[DATASET ENTRIES]:
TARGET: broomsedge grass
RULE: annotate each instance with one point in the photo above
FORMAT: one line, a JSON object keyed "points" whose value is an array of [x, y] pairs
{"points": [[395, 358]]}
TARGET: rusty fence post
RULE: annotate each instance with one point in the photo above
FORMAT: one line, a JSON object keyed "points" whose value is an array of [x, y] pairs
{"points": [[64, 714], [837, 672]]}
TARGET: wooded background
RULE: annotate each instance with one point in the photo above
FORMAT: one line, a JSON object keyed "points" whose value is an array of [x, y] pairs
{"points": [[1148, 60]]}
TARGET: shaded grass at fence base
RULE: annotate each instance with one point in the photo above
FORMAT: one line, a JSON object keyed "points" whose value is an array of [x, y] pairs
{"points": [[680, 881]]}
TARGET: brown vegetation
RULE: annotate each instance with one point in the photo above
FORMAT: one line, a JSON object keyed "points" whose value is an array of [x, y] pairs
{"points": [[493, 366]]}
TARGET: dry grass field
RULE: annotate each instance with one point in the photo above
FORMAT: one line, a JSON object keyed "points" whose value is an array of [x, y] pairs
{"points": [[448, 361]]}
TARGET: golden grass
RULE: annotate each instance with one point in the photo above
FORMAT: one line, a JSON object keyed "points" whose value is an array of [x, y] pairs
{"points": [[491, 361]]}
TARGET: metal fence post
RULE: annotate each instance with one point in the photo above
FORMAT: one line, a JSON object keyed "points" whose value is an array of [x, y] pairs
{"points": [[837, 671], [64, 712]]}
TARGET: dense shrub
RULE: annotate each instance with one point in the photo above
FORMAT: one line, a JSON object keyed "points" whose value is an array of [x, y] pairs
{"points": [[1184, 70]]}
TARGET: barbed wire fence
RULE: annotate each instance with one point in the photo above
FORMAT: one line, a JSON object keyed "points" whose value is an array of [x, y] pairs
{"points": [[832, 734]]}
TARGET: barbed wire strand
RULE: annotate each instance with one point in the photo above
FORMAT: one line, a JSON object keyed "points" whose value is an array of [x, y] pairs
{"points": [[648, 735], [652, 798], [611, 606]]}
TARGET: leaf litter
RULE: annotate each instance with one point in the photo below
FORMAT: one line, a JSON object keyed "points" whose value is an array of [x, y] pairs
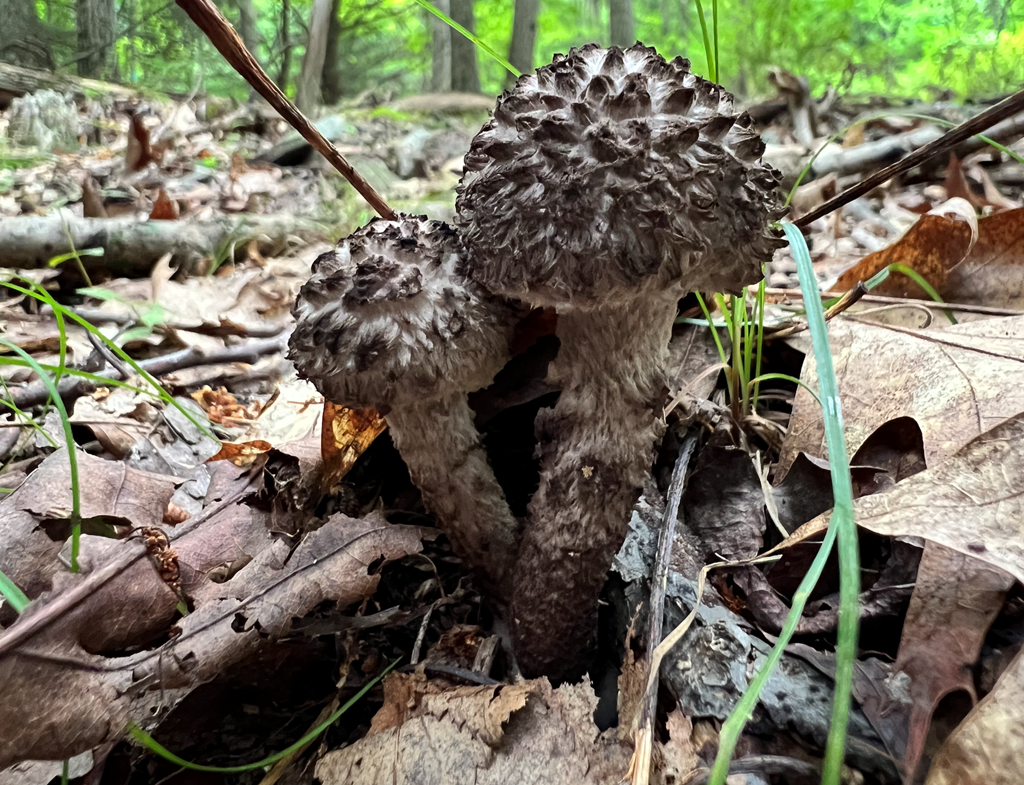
{"points": [[308, 546]]}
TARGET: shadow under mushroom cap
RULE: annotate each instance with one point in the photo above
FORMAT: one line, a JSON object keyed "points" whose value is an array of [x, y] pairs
{"points": [[613, 171]]}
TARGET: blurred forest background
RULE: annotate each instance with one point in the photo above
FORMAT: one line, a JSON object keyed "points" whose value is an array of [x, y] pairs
{"points": [[331, 50]]}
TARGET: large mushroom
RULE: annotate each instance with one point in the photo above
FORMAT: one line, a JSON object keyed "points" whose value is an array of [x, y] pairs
{"points": [[606, 185], [388, 320]]}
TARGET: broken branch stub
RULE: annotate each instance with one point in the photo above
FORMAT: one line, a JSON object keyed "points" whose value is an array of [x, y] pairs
{"points": [[388, 320], [607, 185]]}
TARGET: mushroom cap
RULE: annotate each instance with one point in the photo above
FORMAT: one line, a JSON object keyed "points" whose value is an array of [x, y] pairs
{"points": [[388, 318], [609, 173]]}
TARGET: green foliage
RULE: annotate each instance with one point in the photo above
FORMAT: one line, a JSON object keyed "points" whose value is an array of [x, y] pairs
{"points": [[907, 47]]}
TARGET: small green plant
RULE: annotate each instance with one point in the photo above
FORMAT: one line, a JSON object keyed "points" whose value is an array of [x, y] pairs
{"points": [[154, 746]]}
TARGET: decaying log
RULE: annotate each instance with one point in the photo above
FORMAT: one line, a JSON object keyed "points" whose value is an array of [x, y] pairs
{"points": [[132, 247], [15, 81]]}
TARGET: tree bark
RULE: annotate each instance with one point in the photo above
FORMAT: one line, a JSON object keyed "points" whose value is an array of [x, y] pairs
{"points": [[621, 23], [16, 81], [132, 247], [23, 40], [286, 46], [94, 23], [440, 73], [307, 92], [523, 35], [465, 77], [331, 85]]}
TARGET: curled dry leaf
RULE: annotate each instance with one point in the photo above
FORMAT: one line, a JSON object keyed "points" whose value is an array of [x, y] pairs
{"points": [[993, 272], [527, 733], [108, 490], [955, 383], [345, 435], [53, 711], [954, 602], [987, 747], [938, 242]]}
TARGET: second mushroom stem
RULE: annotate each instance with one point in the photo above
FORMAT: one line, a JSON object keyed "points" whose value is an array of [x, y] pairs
{"points": [[595, 446], [441, 447]]}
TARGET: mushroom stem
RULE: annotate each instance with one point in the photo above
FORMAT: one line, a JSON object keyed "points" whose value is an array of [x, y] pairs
{"points": [[441, 447], [595, 446]]}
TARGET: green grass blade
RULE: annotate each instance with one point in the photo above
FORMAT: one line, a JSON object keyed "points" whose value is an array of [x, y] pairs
{"points": [[784, 378], [709, 51], [154, 746], [842, 517], [476, 41], [842, 527], [714, 330], [42, 295], [76, 503], [15, 597]]}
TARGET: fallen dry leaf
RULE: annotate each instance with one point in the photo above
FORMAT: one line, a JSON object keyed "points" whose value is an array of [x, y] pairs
{"points": [[242, 453], [972, 503], [987, 748], [108, 490], [164, 209], [525, 733], [52, 711], [954, 602], [939, 241], [955, 383], [993, 272], [345, 435]]}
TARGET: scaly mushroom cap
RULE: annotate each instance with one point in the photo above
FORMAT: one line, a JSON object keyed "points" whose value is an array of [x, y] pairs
{"points": [[611, 171], [388, 317]]}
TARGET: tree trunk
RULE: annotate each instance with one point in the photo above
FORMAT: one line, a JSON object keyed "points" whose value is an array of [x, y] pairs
{"points": [[23, 41], [94, 23], [249, 33], [523, 35], [621, 23], [331, 86], [440, 72], [307, 92], [286, 46], [465, 77]]}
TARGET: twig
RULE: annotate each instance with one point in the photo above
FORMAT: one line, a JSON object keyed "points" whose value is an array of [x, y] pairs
{"points": [[98, 316], [1001, 111], [659, 577], [845, 302], [209, 18], [73, 387]]}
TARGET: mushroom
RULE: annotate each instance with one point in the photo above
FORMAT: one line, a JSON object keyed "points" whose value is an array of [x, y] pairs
{"points": [[388, 320], [606, 185]]}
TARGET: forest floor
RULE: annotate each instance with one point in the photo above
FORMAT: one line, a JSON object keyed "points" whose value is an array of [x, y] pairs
{"points": [[253, 558]]}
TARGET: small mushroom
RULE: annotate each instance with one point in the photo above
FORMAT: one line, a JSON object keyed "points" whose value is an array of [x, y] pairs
{"points": [[388, 320], [606, 185]]}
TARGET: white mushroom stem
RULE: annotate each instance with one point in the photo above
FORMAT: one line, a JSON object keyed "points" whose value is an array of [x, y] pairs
{"points": [[440, 445], [595, 445]]}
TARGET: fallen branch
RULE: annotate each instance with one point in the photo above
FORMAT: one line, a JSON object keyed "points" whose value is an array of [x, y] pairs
{"points": [[74, 387], [1000, 112], [132, 247], [209, 18], [644, 737]]}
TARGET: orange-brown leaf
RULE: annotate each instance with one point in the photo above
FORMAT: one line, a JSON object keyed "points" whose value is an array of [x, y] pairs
{"points": [[345, 435], [932, 247]]}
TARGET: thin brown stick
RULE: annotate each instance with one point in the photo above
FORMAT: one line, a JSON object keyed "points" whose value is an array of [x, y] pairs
{"points": [[1001, 111], [209, 18], [73, 387], [640, 767], [850, 298]]}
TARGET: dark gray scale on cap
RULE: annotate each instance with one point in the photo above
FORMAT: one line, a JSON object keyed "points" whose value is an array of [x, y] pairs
{"points": [[388, 316], [654, 178]]}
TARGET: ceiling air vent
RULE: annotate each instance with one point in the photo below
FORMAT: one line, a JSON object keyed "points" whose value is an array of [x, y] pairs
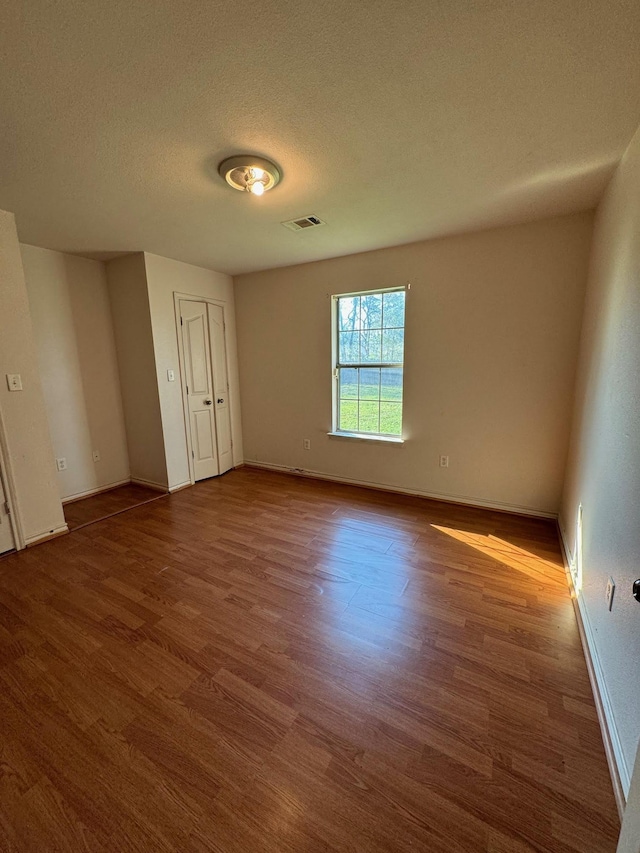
{"points": [[305, 222]]}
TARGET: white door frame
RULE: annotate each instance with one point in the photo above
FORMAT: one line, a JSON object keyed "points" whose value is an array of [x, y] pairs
{"points": [[177, 296], [10, 495]]}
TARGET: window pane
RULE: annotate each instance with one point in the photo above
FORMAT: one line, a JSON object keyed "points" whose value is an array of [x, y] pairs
{"points": [[370, 383], [349, 313], [348, 415], [371, 311], [369, 420], [393, 305], [391, 384], [393, 345], [370, 345], [348, 383], [391, 418], [349, 348]]}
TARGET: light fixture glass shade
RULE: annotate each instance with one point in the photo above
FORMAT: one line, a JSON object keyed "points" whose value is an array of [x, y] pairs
{"points": [[249, 173]]}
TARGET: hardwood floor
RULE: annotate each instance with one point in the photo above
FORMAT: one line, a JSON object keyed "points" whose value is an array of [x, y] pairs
{"points": [[97, 507], [266, 663]]}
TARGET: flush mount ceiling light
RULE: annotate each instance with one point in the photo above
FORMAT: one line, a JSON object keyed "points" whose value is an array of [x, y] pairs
{"points": [[251, 174]]}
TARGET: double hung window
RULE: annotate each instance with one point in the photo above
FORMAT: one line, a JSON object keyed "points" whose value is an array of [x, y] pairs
{"points": [[369, 363]]}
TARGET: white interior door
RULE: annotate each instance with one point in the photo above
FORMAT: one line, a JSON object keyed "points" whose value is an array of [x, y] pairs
{"points": [[6, 533], [198, 376], [220, 387]]}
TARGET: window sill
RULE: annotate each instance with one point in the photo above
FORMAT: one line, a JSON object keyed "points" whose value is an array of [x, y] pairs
{"points": [[360, 436]]}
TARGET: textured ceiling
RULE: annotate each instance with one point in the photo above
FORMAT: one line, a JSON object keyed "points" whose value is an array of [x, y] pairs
{"points": [[393, 121]]}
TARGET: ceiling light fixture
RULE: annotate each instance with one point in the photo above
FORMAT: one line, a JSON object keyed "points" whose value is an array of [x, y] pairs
{"points": [[251, 174]]}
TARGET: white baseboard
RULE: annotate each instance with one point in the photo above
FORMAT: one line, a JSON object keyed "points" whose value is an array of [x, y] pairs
{"points": [[159, 487], [36, 538], [89, 492], [438, 496], [620, 775]]}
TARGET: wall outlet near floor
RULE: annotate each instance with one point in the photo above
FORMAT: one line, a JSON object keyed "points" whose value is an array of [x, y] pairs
{"points": [[611, 588]]}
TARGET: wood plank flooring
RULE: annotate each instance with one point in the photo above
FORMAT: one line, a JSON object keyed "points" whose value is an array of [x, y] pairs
{"points": [[97, 507], [266, 663]]}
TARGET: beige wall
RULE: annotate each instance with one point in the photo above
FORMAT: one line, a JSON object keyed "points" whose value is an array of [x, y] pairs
{"points": [[603, 473], [164, 277], [134, 346], [73, 331], [492, 328], [30, 458]]}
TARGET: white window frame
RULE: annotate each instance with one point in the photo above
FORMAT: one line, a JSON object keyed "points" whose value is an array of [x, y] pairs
{"points": [[335, 368]]}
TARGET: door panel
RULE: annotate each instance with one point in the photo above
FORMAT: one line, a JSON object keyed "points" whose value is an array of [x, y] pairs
{"points": [[221, 387], [203, 446], [6, 533], [197, 355]]}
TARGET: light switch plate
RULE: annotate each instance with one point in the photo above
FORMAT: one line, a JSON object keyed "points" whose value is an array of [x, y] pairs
{"points": [[14, 381]]}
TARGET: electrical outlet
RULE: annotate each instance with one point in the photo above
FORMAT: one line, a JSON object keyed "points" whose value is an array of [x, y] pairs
{"points": [[14, 382], [611, 588]]}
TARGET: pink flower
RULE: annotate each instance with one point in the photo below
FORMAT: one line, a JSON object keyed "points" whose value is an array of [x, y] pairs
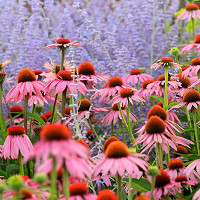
{"points": [[64, 81], [119, 160], [191, 12], [165, 61], [27, 85], [62, 42], [16, 142], [87, 73], [125, 97], [135, 76], [55, 141], [114, 115]]}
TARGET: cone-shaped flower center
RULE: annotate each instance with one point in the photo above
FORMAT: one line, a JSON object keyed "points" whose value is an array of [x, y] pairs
{"points": [[195, 62], [84, 104], [155, 125], [197, 39], [162, 179], [26, 75], [16, 130], [86, 68], [185, 82], [107, 195], [135, 71], [180, 178], [115, 81], [64, 75], [117, 149], [108, 141], [54, 132], [83, 143], [191, 96], [157, 111], [166, 59], [175, 164], [191, 7], [37, 72], [15, 109], [78, 189], [62, 41], [181, 150], [126, 92], [145, 83]]}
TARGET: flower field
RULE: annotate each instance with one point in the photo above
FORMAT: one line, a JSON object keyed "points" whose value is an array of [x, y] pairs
{"points": [[100, 100]]}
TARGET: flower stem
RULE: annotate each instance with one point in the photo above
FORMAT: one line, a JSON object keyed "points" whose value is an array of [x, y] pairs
{"points": [[196, 133], [21, 167], [53, 181], [25, 111], [118, 181], [66, 183]]}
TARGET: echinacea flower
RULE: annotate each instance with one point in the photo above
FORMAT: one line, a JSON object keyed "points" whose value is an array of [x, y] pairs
{"points": [[191, 12], [64, 81], [17, 142], [107, 195], [135, 76], [126, 96], [63, 42], [27, 85], [118, 161], [155, 131], [114, 115], [165, 62], [87, 73], [55, 141], [191, 100], [80, 191]]}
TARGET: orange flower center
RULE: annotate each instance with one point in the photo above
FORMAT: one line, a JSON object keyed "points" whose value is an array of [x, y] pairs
{"points": [[16, 130], [155, 125], [162, 179], [180, 178], [135, 71], [115, 81], [107, 195], [197, 39], [195, 62], [175, 164], [108, 141], [166, 59], [157, 111], [84, 104], [62, 41], [54, 132], [37, 72], [126, 92], [191, 96], [25, 75], [191, 7], [64, 75], [145, 83], [78, 189], [117, 149], [185, 82], [15, 111], [86, 68]]}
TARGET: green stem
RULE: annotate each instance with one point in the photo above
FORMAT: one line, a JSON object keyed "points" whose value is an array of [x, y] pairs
{"points": [[119, 191], [25, 111], [53, 181], [21, 167], [66, 183], [196, 133], [153, 186]]}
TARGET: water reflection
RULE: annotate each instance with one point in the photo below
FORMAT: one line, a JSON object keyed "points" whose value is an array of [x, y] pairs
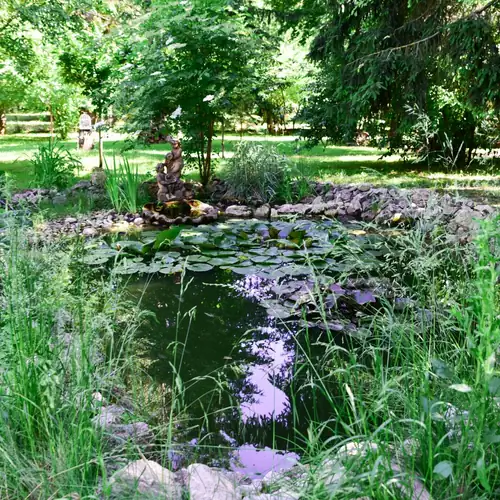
{"points": [[235, 362]]}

[WHAT YOU SHOULD DO]:
In the listing above, start at the line with "TARGET: flower stem", go on through the line with "TARGET: water reflection", and copy each of those lines exactly; leave out all the rest.

[ANSWER TO THIS TASK]:
TARGET: flower stem
RULE: annotate each instance with one point in the photo above
FORMAT: one line, a JSON object keyed "points" whose value is an array of [x, y] pairs
{"points": [[196, 133], [21, 167], [53, 181], [25, 111], [118, 181], [66, 183]]}
TARGET: echinacea flower
RULE: annotate each instance with one point in the photo above
FORMAT: one line, a JSON object keyed "points" whose value is an array of [x, y] pairs
{"points": [[191, 12], [64, 81], [17, 142], [107, 195], [135, 76], [126, 96], [63, 42], [27, 85], [118, 161], [155, 131], [114, 115], [165, 62], [87, 73], [55, 141], [191, 100], [80, 191]]}
TARGET: orange flower center
RULE: annotate each instance with one point in the photo above
FORMAT: one line, a JSON object keyed "points" whose value is an array of [x, y] pairs
{"points": [[16, 130], [155, 125], [162, 179], [180, 178], [135, 71], [115, 81], [107, 195], [197, 39], [195, 62], [175, 164], [108, 141], [166, 59], [157, 111], [84, 104], [62, 41], [54, 132], [37, 72], [126, 92], [191, 96], [25, 75], [191, 7], [64, 75], [145, 83], [78, 189], [117, 149], [185, 82], [15, 111], [86, 68]]}
TARGET: green stem
RULE: annotate each instance with one point in the photo above
FORMAT: one line, a JSON object keyed "points" whose value is an array of [x, y] pairs
{"points": [[119, 191], [25, 111], [53, 181], [21, 167], [66, 183], [196, 133], [153, 186]]}
TARGET: water reflection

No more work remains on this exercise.